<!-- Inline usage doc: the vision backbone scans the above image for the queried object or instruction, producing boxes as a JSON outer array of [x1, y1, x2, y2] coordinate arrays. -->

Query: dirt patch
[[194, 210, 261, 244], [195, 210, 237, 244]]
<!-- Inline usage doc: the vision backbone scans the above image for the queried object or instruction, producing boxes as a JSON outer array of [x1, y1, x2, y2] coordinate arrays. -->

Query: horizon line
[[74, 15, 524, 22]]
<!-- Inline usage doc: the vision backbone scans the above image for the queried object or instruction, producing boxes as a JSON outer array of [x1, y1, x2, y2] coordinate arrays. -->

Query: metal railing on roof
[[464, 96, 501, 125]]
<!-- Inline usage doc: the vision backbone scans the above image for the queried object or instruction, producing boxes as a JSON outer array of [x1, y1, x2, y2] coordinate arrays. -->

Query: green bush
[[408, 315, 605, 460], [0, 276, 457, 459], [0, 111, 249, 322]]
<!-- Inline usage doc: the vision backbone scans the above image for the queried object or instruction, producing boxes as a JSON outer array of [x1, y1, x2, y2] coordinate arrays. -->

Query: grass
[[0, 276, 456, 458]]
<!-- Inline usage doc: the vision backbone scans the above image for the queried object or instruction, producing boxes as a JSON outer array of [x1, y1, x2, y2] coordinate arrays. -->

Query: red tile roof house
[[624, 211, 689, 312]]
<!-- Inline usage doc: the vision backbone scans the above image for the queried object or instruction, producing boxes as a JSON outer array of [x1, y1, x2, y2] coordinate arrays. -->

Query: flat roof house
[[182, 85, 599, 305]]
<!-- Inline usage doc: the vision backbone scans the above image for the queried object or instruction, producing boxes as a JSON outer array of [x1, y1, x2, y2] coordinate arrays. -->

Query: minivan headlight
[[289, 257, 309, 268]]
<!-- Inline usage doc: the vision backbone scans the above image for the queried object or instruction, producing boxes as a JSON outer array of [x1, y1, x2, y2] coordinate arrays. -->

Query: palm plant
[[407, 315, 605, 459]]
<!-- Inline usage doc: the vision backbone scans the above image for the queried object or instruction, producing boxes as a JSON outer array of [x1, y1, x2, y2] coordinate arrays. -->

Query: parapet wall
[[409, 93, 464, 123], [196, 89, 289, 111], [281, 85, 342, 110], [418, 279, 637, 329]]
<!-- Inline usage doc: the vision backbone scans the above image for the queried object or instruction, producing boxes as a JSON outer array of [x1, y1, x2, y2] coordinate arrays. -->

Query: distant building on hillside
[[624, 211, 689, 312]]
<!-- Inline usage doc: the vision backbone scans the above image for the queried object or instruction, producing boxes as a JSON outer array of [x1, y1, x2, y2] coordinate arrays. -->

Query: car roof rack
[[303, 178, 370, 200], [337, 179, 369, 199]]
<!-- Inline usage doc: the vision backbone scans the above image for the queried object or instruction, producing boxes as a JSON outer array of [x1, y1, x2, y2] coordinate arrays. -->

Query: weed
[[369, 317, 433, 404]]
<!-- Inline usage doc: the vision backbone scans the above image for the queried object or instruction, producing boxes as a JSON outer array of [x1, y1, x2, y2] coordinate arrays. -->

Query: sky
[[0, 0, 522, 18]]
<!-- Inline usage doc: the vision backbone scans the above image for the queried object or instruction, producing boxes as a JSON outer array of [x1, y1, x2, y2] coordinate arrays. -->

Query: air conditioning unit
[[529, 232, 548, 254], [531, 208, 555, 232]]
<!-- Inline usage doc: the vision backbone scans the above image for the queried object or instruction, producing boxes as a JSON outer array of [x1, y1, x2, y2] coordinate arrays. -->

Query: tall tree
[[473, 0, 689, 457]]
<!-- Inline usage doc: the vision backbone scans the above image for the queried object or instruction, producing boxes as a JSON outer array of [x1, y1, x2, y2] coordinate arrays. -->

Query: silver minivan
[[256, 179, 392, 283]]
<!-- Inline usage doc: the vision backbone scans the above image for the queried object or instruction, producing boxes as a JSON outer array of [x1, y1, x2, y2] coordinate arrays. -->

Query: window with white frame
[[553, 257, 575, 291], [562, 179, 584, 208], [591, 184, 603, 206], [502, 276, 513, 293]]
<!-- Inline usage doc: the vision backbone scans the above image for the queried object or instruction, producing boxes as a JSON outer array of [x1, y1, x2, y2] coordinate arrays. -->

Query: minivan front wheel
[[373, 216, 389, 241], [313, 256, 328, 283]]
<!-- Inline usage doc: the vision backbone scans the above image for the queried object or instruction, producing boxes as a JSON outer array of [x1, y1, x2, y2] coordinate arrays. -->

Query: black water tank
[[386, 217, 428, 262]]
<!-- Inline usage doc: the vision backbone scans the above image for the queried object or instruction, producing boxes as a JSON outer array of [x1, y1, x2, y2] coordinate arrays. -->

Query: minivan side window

··········

## TASK DETAILS
Report each line above that contains the word "window", copying every such line in full. Treat the match as case-sensitive.

## ANSWER
Query: window with white frame
Query: minivan side window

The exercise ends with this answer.